Position identification records
• • • • • • •
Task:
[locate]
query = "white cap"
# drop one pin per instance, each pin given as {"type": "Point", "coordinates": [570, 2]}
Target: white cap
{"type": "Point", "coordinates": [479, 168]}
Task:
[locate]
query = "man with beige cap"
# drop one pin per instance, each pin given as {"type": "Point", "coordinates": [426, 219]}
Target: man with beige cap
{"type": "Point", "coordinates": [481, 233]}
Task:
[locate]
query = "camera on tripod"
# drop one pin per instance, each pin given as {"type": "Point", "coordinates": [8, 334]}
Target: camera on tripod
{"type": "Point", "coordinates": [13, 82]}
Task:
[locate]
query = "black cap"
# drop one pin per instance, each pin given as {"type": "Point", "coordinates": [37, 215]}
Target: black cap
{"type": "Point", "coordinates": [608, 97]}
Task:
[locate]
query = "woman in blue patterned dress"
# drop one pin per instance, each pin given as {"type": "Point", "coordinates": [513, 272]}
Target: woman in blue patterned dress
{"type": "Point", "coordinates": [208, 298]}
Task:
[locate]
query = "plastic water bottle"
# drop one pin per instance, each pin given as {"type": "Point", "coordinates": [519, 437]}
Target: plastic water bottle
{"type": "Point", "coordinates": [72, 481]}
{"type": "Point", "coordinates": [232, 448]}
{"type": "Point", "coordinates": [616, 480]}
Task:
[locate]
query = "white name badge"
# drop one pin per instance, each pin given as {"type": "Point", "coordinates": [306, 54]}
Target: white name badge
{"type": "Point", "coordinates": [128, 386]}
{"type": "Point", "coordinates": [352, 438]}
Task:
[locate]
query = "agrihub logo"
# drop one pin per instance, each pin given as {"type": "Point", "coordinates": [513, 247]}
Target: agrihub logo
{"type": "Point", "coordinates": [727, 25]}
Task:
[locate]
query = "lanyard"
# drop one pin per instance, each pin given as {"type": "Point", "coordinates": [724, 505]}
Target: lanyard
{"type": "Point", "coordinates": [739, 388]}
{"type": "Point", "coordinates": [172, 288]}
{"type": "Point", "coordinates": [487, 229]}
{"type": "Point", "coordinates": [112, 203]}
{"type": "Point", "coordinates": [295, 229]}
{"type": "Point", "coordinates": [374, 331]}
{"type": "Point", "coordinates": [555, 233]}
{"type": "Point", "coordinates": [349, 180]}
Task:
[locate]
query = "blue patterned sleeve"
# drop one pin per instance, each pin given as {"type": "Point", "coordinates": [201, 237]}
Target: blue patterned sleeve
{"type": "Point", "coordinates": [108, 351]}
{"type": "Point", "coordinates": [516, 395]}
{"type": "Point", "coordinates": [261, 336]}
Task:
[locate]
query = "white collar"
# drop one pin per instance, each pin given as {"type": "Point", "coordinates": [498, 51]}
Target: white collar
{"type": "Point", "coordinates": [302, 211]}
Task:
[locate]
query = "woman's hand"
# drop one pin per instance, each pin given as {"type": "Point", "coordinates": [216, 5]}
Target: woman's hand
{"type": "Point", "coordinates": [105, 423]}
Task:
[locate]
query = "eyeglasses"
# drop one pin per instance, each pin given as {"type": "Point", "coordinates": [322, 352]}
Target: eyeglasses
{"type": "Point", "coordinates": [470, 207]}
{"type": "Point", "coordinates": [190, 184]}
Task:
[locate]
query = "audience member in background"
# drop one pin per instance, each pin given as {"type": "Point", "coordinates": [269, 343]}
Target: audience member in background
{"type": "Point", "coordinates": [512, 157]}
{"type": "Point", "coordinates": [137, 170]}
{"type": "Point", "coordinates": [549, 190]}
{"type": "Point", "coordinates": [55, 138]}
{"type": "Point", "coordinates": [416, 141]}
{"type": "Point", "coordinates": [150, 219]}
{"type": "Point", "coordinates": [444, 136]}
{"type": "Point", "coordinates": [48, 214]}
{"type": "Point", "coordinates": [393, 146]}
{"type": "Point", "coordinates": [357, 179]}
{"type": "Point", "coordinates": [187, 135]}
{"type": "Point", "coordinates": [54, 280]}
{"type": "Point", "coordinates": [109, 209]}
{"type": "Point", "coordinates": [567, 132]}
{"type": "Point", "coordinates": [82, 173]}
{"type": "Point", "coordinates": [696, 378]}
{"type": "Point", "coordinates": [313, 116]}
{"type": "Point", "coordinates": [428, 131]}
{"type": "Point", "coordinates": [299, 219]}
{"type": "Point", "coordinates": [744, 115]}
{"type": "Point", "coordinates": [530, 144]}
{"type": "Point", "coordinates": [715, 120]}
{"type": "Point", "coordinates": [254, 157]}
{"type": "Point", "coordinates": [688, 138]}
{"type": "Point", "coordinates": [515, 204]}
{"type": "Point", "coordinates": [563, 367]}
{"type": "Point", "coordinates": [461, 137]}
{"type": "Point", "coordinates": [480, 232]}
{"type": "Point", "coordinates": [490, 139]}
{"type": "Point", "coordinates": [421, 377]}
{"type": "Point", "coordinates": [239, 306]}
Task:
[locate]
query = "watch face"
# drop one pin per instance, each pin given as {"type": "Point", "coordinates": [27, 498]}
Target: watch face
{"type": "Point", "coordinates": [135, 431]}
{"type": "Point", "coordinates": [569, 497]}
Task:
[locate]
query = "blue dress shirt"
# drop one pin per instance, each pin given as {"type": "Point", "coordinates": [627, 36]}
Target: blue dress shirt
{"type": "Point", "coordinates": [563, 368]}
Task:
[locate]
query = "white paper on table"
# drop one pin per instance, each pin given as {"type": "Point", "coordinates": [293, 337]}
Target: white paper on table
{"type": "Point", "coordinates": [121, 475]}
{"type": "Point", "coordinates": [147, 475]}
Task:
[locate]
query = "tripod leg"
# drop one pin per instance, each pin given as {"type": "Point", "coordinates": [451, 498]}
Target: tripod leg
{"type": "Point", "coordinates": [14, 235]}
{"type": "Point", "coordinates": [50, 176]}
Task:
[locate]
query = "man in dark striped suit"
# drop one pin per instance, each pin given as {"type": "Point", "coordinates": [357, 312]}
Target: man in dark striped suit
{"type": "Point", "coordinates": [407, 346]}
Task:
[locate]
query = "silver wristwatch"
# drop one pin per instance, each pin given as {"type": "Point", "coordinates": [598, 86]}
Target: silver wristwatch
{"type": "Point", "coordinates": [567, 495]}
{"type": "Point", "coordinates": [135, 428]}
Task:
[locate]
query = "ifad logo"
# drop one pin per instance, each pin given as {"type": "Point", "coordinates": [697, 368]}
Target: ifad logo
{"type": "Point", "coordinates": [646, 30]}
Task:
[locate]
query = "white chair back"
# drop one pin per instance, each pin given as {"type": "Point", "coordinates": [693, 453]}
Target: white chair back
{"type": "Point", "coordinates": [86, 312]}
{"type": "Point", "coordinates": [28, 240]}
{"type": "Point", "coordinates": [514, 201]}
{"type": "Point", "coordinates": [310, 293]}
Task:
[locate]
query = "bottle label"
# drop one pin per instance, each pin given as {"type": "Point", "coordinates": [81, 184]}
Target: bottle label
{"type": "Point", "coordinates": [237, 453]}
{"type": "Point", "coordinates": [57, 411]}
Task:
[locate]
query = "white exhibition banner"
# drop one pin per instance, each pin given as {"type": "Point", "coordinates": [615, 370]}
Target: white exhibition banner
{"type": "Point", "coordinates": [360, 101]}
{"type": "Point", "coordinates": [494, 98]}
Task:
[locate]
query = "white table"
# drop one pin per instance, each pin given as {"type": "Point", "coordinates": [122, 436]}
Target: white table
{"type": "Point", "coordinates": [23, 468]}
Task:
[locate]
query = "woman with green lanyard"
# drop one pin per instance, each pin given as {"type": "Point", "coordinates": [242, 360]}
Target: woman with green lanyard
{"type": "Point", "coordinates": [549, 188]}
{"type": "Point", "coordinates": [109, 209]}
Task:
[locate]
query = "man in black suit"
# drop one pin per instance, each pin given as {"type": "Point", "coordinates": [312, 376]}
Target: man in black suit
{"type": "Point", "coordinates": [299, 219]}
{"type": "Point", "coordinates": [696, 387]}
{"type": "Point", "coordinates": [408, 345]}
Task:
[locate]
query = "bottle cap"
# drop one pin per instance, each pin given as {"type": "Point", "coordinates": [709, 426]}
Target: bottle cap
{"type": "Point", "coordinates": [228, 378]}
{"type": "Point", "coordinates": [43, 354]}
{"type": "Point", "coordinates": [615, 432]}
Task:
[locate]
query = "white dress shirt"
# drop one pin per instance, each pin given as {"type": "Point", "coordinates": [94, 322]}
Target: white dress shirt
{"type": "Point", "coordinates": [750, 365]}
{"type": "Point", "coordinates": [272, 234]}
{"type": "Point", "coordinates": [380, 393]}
• • • • • • •
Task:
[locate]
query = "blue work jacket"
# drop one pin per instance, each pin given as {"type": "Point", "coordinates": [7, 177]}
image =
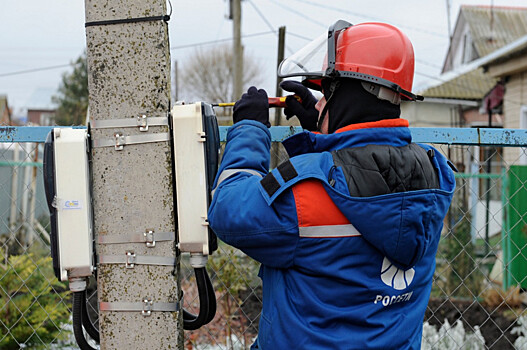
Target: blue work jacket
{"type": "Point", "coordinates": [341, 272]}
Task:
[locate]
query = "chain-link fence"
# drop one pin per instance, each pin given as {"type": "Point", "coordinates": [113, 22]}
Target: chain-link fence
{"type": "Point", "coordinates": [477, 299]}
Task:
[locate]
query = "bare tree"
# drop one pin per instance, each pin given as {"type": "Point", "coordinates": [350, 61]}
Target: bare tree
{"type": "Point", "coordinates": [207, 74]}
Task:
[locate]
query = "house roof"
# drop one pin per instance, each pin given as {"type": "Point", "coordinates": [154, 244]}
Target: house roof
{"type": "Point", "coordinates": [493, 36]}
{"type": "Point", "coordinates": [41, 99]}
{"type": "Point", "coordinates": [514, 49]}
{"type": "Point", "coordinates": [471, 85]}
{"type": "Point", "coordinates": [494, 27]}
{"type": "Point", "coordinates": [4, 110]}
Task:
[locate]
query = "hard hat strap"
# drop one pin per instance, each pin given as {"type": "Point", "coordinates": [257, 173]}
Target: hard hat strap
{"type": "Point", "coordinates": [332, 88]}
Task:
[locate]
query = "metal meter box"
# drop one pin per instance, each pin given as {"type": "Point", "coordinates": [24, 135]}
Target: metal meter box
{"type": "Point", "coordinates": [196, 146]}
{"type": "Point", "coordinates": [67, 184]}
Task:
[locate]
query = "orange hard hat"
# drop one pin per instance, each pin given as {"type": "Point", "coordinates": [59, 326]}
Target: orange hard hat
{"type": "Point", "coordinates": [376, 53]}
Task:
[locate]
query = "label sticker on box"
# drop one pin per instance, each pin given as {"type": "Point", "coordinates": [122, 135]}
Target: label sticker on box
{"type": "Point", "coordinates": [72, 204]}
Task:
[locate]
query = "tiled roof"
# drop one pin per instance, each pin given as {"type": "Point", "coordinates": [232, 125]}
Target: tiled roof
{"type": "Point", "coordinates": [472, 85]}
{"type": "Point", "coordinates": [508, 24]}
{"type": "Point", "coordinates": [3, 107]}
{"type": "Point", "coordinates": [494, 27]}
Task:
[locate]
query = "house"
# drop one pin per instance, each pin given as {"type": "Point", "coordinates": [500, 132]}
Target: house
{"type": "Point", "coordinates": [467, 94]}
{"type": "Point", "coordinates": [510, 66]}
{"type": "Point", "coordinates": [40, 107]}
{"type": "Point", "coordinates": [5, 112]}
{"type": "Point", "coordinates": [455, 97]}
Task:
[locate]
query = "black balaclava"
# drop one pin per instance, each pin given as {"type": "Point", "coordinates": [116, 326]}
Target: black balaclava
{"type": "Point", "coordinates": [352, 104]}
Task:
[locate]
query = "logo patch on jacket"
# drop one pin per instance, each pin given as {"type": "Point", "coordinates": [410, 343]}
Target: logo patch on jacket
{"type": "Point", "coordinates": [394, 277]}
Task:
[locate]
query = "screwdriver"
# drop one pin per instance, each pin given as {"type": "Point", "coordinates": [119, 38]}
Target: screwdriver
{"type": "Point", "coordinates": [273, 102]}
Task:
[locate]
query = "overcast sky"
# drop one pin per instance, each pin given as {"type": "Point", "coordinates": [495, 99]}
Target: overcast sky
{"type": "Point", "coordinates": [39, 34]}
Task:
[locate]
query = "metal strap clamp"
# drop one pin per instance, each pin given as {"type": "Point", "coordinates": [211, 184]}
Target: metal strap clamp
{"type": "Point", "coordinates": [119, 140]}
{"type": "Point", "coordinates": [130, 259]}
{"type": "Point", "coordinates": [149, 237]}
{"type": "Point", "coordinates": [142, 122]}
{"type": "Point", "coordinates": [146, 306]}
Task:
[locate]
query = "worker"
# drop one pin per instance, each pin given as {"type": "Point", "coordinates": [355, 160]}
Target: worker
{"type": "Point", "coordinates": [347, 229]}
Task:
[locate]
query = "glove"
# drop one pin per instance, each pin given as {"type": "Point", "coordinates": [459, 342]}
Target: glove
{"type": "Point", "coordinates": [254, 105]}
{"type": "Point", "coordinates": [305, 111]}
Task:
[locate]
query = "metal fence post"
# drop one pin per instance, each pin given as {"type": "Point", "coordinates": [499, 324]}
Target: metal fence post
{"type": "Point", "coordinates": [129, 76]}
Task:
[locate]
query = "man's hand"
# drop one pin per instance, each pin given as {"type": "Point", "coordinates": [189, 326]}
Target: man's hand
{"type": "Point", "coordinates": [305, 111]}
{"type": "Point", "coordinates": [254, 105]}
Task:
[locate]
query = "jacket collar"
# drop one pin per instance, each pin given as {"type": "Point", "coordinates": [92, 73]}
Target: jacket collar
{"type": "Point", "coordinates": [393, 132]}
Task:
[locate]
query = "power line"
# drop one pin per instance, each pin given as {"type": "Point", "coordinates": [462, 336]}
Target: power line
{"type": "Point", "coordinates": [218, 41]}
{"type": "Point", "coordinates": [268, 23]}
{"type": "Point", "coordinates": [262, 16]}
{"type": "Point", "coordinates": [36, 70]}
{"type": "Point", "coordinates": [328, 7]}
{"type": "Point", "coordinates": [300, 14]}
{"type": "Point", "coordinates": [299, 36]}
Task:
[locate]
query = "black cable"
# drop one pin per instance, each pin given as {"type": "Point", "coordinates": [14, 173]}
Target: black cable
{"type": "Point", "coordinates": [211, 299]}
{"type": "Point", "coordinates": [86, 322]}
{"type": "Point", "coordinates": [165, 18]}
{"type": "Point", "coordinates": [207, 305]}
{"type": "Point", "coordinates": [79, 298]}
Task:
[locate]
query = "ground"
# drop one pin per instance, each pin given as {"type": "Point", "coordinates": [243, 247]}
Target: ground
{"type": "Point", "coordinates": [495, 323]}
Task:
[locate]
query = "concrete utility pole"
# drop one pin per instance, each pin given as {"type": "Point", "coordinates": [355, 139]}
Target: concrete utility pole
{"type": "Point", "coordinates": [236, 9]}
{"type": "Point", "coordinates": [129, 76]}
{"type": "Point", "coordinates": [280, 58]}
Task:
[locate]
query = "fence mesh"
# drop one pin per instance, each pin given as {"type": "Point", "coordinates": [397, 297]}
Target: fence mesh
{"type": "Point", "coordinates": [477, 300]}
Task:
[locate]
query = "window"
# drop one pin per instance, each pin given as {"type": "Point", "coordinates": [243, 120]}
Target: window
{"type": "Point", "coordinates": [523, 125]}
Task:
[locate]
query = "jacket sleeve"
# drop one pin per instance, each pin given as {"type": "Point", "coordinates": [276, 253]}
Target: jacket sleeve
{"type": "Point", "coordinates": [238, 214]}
• • • • • • •
Please pull out every line of the items above that contains the string "lanyard". Case counts.

• _FULL OUTPUT_
query = "lanyard"
Target: lanyard
query = "woman with green lanyard"
Target: woman with green lanyard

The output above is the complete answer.